> GEGEVEN TEKST
************

Gerk Oberman
Gerk Oberman in 1938.
Foto uit afscheidsboekje voor docent Van Oorde.
Gerk Oberman
(Heemstede, 14 december 1918 – Leusden, 8 maart 1945)
Een dichtende verzetsstrijder met grote dromen
Gerk Oberman, een Rotterdamse student uit een bekende domineesfamilie, sloot zich tijdens de oorlog aan bij het verzet. Begin 1945 werd hij bij politiebureau Haagseveer gearresteerd toen hij zijn zusje probeerde te bevrijden. Gerk werd verhoord, gemarteld en op transport gezet naar Kamp Amersfoort. Daar werd hij, 26 jaar oud, gefusilleerd als straf voor de vergismoordaanslag op Rauter, de hoogste SS-officier in Nederland.
Familie
Erasmiaan Gerk Oberman wordt op 14 december 1918 geboren in de pastorie van Heemstede. Hij is vernoemd naar zijn opa van moederskant. Het gezin Oberman zal uiteindelijk uit zes kinderen bestaan: Foppe, Petronella (Nel), Gerrit, Gerk, Wija Alida en Nynke. Hun vader is de bekende en geliefde jeugdpredikant Heiko Tiberius Oberman. Hun moeder, Johanna Geertruida (Hanna) Oberman, is actief als vrijwilligster voor de kerk en voor Albert Schweitzer en is goed met hem bevriend.

************

> AANGELEVERD MATERIAAL

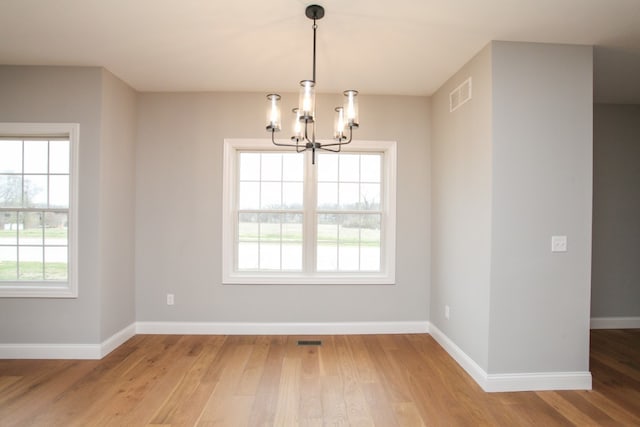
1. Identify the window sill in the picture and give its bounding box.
[0,282,78,298]
[222,273,395,285]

************

> OPDRACHT
Schrijf de tekst over Gerk Oberman woord voor woord over, van de eerste tot de laatste regel.

> HET ANTWOORD
Gerk Oberman
Gerk Oberman in 1938.
Foto uit afscheidsboekje voor docent Van Oorde.
Gerk Oberman
(Heemstede, 14 december 1918 – Leusden, 8 maart 1945)
Een dichtende verzetsstrijder met grote dromen
Gerk Oberman, een Rotterdamse student uit een bekende domineesfamilie, sloot zich tijdens de oorlog aan bij het verzet. Begin 1945 werd hij bij politiebureau Haagseveer gearresteerd toen hij zijn zusje probeerde te bevrijden. Gerk werd verhoord, gemarteld en op transport gezet naar Kamp Amersfoort. Daar werd hij, 26 jaar oud, gefusilleerd als straf voor de vergismoordaanslag op Rauter, de hoogste SS-officier in Nederland.
Familie
Erasmiaan Gerk Oberman wordt op 14 december 1918 geboren in de pastorie van Heemstede. Hij is vernoemd naar zijn opa van moederskant. Het gezin Oberman zal uiteindelijk uit zes kinderen bestaan: Foppe, Petronella (Nel), Gerrit, Gerk, Wija Alida en Nynke. Hun vader is de bekende en geliefde jeugdpredikant Heiko Tiberius Oberman. Hun moeder, Johanna Geertruida (Hanna) Oberman, is actief als vrijwilligster voor de kerk en voor Albert Schweitzer en is goed met hem bevriend.